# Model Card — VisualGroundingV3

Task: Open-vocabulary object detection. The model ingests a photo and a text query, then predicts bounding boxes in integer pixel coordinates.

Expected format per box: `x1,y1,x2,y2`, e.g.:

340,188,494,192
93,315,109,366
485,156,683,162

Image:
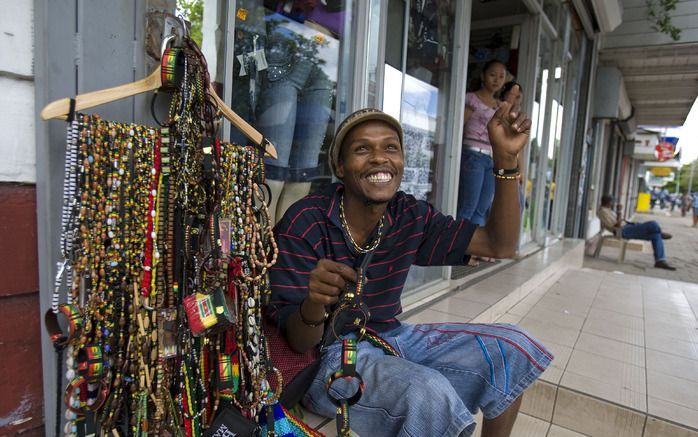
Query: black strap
53,342,63,436
320,251,374,350
68,99,75,123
+===+
» WRITTEN EXERCISE:
Return all of the lines above, unchanged, from the first line to the last, and leave out the picture.

» RESPONSE:
# Model Card — VisualGroundingV3

Task: Open-vocabulary object detection. The model ingests a photo and a text query, then predicts bounding boxes in integer pixel coordinates.

Expected format per box: `x1,y1,x2,y2`, e.g.:

340,188,494,192
93,315,109,366
485,156,683,162

Image:
Query: black strap
53,342,63,436
320,251,374,350
68,99,75,123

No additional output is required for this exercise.